*Excerpted text*.
----------------

Taste deficits appear to be more prevalent among multiple sclerosis (MS) patients than previously thought and correlate with brain lesions left by the debilitating disease, finds a new study conducted at the University of Pennsylvania's Smell and Taste Center and the department of Radiology.
The more lesions spotted on an MRI, the worse the taste function of the patient, the multi-institutional team reported in the Journal of Neurology. The researchers, including lead author Richard Doty, PhD, director of Penn's Smell and Taste Center and professor of Psychology in Otorhinolaryngology: Head and Neck Surgery at Penn's Perelman School of Medicine, administered a standard taste test (sweet, sour, bitter, and salty) to 73 MS patients and 73 controlled subjects, along with MRI of 52 brain regions known to be impacted by MS in both groups.
They found that the neurological disease significantly influenced the ability to identify tastes, especially salty and sweet. Fifteen to 32 percent of MS patients--which is nearly twice as high as previous studies found--had taste scores below the 5th percentile of controls. What's more, taste scores were inversely correlated with lesion amounts and volumes in the large sectors of the frontal and temporal lobes, the higher regions of the brain, identified on the MRI.
Common symptoms associated with MS include vision loss (optic neuritis), a hallmark symptom of MS, fatigue, facial pain and cognitive difficulties, among others; however, the connection between taste problems and MS is less clear and reportedly rare. Some studies put the number as low as five percent and as high as 20 percent, though many were self-reported accounts or included smaller number of patients with little detail about testing. Also, patients often mistake olfactory issues with taste problems, skewing the numbers. Importantly, the correlation between taste dysfunction and the myelin-related lesions--which are caused by the nerve damage from the disease--has not been made.
Isabelle A. Tourbier, a researcher in the department of Otolaryngology: Head and Neck Surgery and Smell and Taste Center at Penn, and Jayaram K. Udupa, PhD, chief of the Medical Imaging section in the department of Radiology at Penn, are co-authors on the study. The team also included researchers from Johns Hopkins University, Michigan State University, Columbia University, Izmir Institute of Technology in Turkey, and the Henry Jackson Foundation.

----------------

*Exercise data*.
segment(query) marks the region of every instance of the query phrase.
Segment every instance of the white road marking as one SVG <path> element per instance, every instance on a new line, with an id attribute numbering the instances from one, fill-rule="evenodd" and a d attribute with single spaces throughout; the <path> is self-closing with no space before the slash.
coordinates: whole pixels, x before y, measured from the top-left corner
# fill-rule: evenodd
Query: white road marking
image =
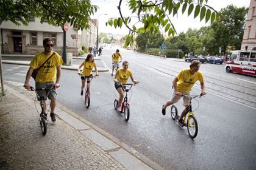
<path id="1" fill-rule="evenodd" d="M 256 83 L 255 83 L 255 82 L 250 81 L 248 81 L 248 80 L 245 80 L 238 78 L 237 79 L 239 80 L 244 81 L 246 81 L 246 82 L 249 82 L 249 83 L 256 84 Z"/>
<path id="2" fill-rule="evenodd" d="M 26 76 L 26 74 L 22 74 L 22 73 L 14 73 L 14 75 L 18 75 L 21 76 Z"/>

----------------

*Problems and tasks*.
• 1. Using the article on taste deficits in multiple sclerosis, answer each question briefly.
(a) How many MS patients were given the standard taste test?
(b) Which two tastes were MS patients especially poor at identifying?
(c) What does the article call a hallmark symptom of MS?
• 2. Carry on the article on taste deficits in multiple sclerosis, picking up after its final sentence.

*Answers for this exercise*.
• 1.
(a) 73
(b) Salty and sweet
(c) Vision loss (optic neuritis)

• 2.
MS affects the central nervous system, with more than 450,000 people in the United States living with the autoimmune disease, making it among the most common neurological illnesses in North America. Although MS can appear at any age, it most commonly begins between the ages of 20 and 40, and affects women twice as often as men.
For the taste tests, concentrations of each of the four tastes were pipetted on the left and right sides of the front and back of the tongue for a total of 96 tests for each of the participants. Each identified the taste (sweet, salt, bitter, sour) and graded each test on a scale from "very weak" to "very strong."
Based on the tests, the percentage of MS patients with identification scores falling the below the 5th percentile of the controls was 15.07 percent for caffeine, 21.9 percent for citric acid, 24.66 percent for sucrose, and 31.50 percent for sodium chloride, the researchers found. Such scores were inversely correlated with lesion volumes in the brain, including temporal, medial frontal, and superior frontal lobes, and the number of lesions in the left and right superior frontal lobes, right anterior cingulate gyrus, and left parietal operculum.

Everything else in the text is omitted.